Instruksi tugas:
- A) Dalam teks tentang tantangan ekonomi global, berapa besar pelemahan rupiah sejak akhir Desember 2023 menurut Destry Damayanti?
- B) Sambung teks tentang tantangan ekonomi global, mulai setelah kalimat terakhir yang tercantum.

Teks halaman:
BeritaPerbankan – Menteri Keuangan RI, Sri Mulyani, menegaskan bahwa proyeksi ekonomi dunia masih suram hingga tahun depan. Beliau mengingatkan besarnya tantangan serta berbagai risiko ekonomi global yang mungkin terjadi hingga 2025.
Setidaknya ada enam tantangan besar yang harus dihadapi dunia ke depan, yaitu suku bunga tinggi, restriksi perdagangan yang semakin ketat, volatilitas harga komoditas, ketegangan geopolitik, mulai menuanya populasi dunia, dan dampak buruk perubahan iklim.
“Kita lihat geopolitik yang menyebabkan perubahan besar dan bahkan membuat tatanan ekonomi baru. Restriksi perdagangan baru yang muncul pada 2021 melonjak. Pada 2023 ada 3.000 trade restriction diberlakukan dengan nilai yang tidak main-main,” ujar Sri Mulyani.
Tantangan ini mencakup aspek ekonomi, seperti inflasi. Lonjakan inflasi di beberapa negara maju direspons dengan kenaikan suku bunga acuan. Kini, suku bunga acuan berada di level tinggi dalam waktu yang lama karena inflasi tak kunjung reda.
Di dalam negeri, kondisi ekonomi mulai menghadapi tantangan serupa. Nilai tukar rupiah serta tingginya suku bunga saat ini membuat ekonomi Indonesia dalam ancaman. Jika kondisi ini berlanjut, beragam dampak buruk bisa menghantam Indonesia, mulai dari ancaman PHK hingga daya beli yang melemah.
Data ekonomi seperti di bawah ini cukup memberikan kecemasan:
- Dolar Naik, Rupiah Jeblok
Indeks dolar AS (DXY) cenderung naik belakangan ini. Pada pertengahan Maret 2024, DXY berada di angka 103 dan pada 22 April 2024 menguat menjadi 106, naik 2,91%.
Kenaikan DXY memberikan tekanan pada rupiah. Pada pertengahan Maret 2024, nilai tukar rupiah terhadap dolar AS masih di angka Rp15.575/US$. Namun, pada 19 April 2024, rupiah jatuh ke level Rp16.250/US$.
Deputi Gubernur Senior BI, Destry Damayanti, menyampaikan bahwa pelemahan rupiah sejak akhir Desember 2023 mencapai 4,93%, lebih baik dibandingkan mata uang Filipina, Korea Selatan, dan Thailand yang sudah di atas 5%.
- Pertumbuhan Kredit Menurun
Kepala Eksekutif Pengawas Perbankan OJK, Dian Ediana Rae, mengatakan pertumbuhan kredit perbankan tertinggi pada sektor investasi sebesar 14,83% yoy. Kredit modal kerja dan konsumsi masing-masing tumbuh 12,30% dan 10,22%.

Materi yang disediakan:
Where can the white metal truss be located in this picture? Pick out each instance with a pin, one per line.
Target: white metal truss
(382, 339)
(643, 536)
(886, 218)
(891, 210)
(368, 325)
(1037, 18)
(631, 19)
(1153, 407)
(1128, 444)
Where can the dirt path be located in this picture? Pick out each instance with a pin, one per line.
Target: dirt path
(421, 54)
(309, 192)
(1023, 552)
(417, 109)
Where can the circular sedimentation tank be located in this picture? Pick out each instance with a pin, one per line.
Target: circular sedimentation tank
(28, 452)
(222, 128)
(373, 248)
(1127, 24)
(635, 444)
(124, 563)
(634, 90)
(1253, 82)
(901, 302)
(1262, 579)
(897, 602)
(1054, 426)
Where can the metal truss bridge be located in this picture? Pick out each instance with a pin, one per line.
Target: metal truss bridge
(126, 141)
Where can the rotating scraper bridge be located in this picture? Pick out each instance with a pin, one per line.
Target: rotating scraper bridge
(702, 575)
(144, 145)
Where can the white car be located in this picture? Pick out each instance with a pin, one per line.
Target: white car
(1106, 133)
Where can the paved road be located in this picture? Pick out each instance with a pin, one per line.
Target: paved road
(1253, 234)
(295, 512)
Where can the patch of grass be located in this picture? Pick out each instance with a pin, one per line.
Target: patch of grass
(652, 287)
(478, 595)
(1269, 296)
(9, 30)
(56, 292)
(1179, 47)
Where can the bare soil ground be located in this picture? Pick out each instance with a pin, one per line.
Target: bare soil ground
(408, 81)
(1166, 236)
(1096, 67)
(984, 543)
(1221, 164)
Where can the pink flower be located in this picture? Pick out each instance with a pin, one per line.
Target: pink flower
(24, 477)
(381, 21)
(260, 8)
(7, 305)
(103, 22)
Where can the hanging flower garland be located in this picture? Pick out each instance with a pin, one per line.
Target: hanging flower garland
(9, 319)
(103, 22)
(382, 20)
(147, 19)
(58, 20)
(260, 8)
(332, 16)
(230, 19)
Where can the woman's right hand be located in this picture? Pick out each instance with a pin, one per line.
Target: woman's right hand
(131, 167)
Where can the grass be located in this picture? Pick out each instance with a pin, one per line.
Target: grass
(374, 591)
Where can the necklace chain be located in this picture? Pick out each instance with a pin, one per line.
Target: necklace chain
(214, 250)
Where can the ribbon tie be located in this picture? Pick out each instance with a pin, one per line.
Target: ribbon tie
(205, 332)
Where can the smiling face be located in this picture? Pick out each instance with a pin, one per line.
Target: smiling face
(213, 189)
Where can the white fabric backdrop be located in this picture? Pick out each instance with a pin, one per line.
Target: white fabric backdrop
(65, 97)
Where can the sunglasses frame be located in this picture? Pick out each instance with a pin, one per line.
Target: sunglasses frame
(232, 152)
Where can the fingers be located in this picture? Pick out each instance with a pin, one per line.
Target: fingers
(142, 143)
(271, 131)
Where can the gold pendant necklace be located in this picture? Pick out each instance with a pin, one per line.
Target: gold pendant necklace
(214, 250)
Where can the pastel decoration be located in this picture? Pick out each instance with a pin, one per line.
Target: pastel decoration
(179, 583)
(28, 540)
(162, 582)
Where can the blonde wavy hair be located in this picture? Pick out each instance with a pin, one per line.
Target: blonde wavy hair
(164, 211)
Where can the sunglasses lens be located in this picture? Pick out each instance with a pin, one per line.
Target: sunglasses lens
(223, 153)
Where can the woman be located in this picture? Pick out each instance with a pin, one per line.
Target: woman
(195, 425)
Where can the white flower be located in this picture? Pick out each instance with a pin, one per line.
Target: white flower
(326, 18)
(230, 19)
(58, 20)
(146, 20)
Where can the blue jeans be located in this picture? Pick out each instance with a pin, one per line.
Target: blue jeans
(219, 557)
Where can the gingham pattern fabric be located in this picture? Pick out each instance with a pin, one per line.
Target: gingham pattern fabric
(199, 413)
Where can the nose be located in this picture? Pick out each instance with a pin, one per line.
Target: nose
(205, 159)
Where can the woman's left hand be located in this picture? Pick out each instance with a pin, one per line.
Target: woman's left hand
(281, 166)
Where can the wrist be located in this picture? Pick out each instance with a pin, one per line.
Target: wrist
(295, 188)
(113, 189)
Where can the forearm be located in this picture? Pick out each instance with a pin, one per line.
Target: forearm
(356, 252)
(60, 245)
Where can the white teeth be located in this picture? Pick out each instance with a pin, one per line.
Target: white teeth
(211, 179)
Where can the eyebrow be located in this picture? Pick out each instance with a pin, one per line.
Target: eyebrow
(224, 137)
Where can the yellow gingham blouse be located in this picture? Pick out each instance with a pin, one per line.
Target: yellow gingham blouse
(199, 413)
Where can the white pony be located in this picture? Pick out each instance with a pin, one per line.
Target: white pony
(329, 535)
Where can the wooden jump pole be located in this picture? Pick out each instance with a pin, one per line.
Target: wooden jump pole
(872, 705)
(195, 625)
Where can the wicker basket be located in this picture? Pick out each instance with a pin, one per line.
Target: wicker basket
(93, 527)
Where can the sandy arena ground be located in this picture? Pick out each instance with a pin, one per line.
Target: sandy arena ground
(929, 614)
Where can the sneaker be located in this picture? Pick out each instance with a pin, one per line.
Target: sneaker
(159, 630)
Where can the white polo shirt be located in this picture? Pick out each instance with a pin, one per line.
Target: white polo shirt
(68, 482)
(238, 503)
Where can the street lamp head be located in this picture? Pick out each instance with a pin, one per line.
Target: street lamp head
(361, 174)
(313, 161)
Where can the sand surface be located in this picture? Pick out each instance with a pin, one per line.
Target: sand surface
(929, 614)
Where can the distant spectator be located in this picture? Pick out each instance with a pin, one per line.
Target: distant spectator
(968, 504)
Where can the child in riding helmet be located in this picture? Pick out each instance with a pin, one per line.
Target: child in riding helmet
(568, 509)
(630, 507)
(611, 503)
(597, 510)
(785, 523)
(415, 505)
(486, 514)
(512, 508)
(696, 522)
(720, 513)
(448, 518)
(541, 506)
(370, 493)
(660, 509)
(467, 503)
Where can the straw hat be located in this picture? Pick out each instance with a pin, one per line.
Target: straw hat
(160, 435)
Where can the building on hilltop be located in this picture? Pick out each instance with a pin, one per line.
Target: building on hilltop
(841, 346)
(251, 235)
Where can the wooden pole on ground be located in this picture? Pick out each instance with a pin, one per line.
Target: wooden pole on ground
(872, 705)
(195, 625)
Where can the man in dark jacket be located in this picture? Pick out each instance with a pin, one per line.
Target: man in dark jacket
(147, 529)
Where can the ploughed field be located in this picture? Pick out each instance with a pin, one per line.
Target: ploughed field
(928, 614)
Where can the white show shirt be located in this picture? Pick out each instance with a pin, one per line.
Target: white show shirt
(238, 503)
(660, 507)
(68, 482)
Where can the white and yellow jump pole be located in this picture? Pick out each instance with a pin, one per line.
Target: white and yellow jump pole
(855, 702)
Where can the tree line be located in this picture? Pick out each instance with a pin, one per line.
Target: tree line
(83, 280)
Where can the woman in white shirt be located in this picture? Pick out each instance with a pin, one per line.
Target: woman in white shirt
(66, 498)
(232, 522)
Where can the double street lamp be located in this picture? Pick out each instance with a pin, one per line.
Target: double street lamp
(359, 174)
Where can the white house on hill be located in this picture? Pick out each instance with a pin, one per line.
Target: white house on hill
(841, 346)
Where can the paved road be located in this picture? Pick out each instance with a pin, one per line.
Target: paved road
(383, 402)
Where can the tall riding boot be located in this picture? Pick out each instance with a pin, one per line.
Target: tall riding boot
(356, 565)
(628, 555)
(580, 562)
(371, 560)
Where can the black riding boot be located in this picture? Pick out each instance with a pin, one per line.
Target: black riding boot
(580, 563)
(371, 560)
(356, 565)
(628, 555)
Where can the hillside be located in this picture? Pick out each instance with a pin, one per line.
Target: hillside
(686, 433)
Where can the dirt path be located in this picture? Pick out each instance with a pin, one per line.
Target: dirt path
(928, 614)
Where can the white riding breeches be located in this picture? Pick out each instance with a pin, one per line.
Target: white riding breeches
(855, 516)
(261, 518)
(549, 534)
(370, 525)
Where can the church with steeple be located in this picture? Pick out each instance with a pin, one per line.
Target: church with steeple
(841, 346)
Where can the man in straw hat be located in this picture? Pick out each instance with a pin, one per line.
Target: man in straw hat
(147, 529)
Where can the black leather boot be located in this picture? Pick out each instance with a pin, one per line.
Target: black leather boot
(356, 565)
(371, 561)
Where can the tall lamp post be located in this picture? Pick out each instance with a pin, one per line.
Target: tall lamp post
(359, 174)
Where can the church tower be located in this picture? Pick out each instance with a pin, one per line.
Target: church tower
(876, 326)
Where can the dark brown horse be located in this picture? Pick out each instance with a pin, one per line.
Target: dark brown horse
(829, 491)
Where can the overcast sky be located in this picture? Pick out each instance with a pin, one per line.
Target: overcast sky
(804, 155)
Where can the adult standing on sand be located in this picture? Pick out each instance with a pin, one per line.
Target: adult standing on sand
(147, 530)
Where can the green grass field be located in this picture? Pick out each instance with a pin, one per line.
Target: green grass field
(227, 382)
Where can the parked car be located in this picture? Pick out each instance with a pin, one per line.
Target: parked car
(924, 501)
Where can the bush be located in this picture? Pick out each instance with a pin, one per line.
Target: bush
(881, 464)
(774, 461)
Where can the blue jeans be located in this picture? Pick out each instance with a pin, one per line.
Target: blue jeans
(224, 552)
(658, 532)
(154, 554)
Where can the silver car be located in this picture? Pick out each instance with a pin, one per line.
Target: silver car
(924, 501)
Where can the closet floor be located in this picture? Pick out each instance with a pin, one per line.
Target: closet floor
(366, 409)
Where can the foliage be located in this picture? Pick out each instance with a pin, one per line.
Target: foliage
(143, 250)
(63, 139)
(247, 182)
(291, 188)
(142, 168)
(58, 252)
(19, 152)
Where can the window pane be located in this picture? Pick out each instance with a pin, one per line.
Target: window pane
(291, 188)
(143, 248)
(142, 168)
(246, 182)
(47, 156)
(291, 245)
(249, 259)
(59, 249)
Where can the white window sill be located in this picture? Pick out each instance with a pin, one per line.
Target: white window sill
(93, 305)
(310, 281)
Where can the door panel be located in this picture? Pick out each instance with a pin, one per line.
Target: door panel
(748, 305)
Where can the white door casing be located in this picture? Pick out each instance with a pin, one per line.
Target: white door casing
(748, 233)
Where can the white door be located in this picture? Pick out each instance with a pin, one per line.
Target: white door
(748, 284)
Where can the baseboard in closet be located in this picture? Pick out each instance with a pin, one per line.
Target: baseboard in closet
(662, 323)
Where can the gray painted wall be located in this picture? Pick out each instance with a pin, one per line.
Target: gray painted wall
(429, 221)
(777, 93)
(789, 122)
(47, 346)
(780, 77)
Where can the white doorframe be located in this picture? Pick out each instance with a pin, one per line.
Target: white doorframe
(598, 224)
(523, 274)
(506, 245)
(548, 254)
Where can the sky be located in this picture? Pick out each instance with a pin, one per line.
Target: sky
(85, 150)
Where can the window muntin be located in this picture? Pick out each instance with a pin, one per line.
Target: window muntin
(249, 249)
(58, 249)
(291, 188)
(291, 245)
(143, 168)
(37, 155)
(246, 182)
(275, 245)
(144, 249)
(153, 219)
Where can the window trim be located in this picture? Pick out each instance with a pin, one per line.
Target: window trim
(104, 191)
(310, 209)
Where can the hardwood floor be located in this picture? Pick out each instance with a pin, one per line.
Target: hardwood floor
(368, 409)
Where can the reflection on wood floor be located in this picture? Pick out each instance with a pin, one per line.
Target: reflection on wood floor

Hasil tugas:
- A) Pelemahan rupiah sejak akhir Desember 2023 mencapai 4,93%.

- B)
Berdasarkan jenis penggunaan, mayoritas pembiayaan untuk Rumah Tangga (RT) pada Februari 2024 mengalami kemunduran untuk Kredit Multi Guna (KMG) dari 39,3% menjadi 37,7%. Kredit Kendaraan Bermotor (KKB) juga turun menjadi 22,6%. Kredit peralatan RT menurun menjadi 12% dari sebelumnya 12,9%.
- Penjualan Mobil Menurun
Penjualan mobil mengalami penurunan pada tiga bulan pertama 2024. Berdasarkan data PT Astra International Tbk, penjualan wholesales terkoreksi 23,8% yoy menjadi 215.069 unit pada periode Januari-Maret 2024, dibandingkan periode yang sama tahun sebelumnya yaitu 282.601 unit.
- Suku Bunga Acuan Tinggi
Kenaikan BI-Rate sebesar 25 bps menjadi 6,25%, suku bunga Deposit Facility sebesar 25 bps menjadi 5,50%, dan suku bunga Lending Facility sebesar 25 bps menjadi 7,00% berdampak pada kredit yang berpotensi semakin mahal. Jika bunga kredit terus naik, masyarakat cenderung tidak mau mengambil kredit baik untuk pribadi maupun ekspansi bisnis, mengganggu pertumbuhan ekonomi.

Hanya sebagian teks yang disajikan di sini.